We speak, of course, of Up With People!

Launched in the 1960s as an offshoot of the anti-communist Moral Re-Armament (MRA) movement, Up With People emerged as an all-smiling, all-singing cultural export machine. Its goal? To replace protest with pep. To counter the cynicism of the counterculture with choreography. With troupes of clean-cut young adults singing about peace, unity, and vaguely Protestant work ethic virtues, it quickly found favor with business elites, civic leaders, and international sponsors hungry for American uplift without American politics.

They performed at four Super Bowls, toured over 60 countries, and became the unofficial house band of Cold War soft power—armed not with guitars but with grins.

“The eternal silence of these infinite spaces frightens me,” said Blaise Pascal.
And yet—into that silence, they sent choreography.
“But the world without man,” replied Loren Eiseley, “has its own magic.”

- [WHAT THE TASK REQUIRES]: Could you reproduce the Up With People passage word for word, from "We speak, of" to "they sent choreography."?

- [Region pointing data]:

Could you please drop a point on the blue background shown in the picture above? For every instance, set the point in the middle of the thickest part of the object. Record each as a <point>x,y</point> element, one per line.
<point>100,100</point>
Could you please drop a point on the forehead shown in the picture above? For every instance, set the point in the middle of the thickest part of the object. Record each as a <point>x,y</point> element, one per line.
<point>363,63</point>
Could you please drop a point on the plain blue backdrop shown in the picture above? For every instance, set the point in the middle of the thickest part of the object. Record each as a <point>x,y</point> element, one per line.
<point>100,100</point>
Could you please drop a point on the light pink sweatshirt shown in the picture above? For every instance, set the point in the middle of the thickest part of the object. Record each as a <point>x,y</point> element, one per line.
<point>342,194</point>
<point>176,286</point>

- [RESULT OF THIS EXERCISE]:
We speak, of course, of Up With People!

Launched in the 1960s as an offshoot of the anti-communist Moral Re-Armament (MRA) movement, Up With People emerged as an all-smiling, all-singing cultural export machine. Its goal? To replace protest with pep. To counter the cynicism of the counterculture with choreography. With troupes of clean-cut young adults singing about peace, unity, and vaguely Protestant work ethic virtues, it quickly found favor with business elites, civic leaders, and international sponsors hungry for American uplift without American politics.

They performed at four Super Bowls, toured over 60 countries, and became the unofficial house band of Cold War soft power—armed not with guitars but with grins.

“The eternal silence of these infinite spaces frightens me,” said Blaise Pascal.
And yet—into that silence, they sent choreography.